PROVIDED RECORDS |
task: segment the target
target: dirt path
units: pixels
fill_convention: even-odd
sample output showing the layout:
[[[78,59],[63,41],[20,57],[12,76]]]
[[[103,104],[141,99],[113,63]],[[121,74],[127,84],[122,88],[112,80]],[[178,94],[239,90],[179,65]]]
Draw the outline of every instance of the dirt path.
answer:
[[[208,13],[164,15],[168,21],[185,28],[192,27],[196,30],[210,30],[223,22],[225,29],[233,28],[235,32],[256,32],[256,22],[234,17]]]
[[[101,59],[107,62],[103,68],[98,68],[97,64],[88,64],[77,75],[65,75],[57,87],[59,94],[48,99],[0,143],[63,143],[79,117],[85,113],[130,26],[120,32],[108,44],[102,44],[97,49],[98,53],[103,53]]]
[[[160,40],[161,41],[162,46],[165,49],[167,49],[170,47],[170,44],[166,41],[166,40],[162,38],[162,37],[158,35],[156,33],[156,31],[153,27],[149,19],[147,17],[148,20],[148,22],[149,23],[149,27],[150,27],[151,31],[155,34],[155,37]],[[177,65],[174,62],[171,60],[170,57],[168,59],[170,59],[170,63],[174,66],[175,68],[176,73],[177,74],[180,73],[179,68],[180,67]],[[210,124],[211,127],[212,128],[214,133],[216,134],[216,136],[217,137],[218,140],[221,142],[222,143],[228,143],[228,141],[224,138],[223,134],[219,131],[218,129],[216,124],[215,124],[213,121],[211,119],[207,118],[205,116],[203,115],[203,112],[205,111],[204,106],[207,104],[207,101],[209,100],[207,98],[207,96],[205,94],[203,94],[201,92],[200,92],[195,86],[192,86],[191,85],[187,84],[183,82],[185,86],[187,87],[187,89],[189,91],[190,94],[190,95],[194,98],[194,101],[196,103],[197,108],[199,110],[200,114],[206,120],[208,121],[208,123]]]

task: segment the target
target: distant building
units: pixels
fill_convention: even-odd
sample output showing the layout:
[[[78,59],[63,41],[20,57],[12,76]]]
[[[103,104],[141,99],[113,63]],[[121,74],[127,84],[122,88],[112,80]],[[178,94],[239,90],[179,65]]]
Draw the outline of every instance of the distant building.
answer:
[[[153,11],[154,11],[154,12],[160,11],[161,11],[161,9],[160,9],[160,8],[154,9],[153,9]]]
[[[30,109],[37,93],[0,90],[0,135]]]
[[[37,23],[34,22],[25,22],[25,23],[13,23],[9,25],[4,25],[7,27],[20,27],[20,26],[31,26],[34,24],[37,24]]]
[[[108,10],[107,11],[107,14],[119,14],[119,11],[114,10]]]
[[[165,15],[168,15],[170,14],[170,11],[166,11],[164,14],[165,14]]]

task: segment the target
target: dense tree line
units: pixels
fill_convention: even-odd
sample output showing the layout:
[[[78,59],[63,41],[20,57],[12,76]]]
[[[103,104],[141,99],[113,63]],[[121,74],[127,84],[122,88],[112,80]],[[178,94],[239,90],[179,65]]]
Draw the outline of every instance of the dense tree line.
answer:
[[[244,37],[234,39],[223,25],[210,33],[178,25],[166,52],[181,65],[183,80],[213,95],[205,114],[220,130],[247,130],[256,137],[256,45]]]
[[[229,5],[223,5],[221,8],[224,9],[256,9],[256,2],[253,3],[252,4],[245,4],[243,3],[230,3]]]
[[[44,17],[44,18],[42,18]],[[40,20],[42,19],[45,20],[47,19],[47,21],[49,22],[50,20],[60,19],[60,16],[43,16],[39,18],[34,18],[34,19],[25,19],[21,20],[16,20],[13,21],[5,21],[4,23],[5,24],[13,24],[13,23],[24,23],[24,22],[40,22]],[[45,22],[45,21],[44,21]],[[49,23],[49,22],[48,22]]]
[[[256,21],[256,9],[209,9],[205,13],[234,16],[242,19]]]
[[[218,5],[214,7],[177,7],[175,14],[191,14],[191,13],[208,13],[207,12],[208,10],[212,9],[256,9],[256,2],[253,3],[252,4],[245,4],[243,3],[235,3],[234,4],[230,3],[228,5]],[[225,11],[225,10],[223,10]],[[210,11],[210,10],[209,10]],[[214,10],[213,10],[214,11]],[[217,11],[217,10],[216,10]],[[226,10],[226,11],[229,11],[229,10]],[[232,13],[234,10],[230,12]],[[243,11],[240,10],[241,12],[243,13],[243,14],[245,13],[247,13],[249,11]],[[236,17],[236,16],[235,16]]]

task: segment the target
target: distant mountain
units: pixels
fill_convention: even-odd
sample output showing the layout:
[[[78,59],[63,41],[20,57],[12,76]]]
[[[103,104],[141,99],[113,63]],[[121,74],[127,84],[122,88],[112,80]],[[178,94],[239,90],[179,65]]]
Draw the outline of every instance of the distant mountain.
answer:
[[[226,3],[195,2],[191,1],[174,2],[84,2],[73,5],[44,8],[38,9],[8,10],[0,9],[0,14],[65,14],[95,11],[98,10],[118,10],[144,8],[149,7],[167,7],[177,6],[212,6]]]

--

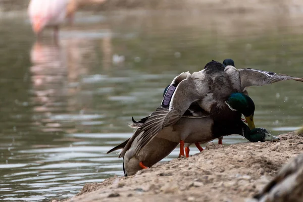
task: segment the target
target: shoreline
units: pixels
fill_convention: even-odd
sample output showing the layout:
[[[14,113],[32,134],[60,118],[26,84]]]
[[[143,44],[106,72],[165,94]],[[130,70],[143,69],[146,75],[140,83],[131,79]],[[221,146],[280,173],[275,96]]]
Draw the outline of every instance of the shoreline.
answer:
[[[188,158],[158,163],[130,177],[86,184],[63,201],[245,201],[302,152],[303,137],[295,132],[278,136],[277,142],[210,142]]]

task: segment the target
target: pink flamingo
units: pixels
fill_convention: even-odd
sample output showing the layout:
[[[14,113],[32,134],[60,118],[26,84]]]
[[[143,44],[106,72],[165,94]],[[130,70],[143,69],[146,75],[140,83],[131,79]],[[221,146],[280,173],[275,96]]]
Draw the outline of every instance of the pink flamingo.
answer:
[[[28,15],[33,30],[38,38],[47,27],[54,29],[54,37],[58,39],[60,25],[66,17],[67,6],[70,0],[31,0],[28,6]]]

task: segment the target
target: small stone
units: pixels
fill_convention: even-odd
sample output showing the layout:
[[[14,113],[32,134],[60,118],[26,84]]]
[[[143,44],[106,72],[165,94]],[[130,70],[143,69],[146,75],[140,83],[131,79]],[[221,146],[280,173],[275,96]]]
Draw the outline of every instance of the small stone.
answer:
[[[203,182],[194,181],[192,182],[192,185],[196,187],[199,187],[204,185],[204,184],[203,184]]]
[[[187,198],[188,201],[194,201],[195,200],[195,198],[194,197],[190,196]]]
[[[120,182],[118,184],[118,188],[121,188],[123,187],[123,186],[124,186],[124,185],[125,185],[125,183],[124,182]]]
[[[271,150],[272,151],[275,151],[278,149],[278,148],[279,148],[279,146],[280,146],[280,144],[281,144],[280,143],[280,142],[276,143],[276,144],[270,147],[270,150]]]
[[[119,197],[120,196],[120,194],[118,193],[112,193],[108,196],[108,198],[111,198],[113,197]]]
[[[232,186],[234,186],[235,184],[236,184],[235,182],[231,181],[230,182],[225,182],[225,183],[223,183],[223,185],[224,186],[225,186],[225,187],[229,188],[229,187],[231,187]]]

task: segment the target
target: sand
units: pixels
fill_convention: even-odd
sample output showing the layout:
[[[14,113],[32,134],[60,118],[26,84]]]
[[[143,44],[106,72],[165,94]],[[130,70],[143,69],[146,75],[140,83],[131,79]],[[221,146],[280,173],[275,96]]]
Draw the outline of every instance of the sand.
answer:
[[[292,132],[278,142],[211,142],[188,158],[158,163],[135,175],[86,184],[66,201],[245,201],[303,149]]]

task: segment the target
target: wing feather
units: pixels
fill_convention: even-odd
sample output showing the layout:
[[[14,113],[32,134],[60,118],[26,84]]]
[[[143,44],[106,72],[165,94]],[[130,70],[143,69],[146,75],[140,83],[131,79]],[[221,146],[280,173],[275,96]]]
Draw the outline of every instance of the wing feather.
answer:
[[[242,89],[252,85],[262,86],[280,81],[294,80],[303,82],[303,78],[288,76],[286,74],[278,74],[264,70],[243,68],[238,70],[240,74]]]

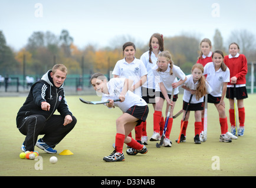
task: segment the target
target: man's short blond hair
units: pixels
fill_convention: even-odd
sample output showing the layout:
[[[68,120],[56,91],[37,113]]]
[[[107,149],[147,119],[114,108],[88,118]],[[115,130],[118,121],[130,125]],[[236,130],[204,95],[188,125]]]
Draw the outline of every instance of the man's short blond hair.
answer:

EXERCISE OBJECTIVE | Please find every line in the listing above that contains the word "stone", and copy each one out.

FULL SOLUTION |
target: small stone
Draw the outline of every instance of the small stone.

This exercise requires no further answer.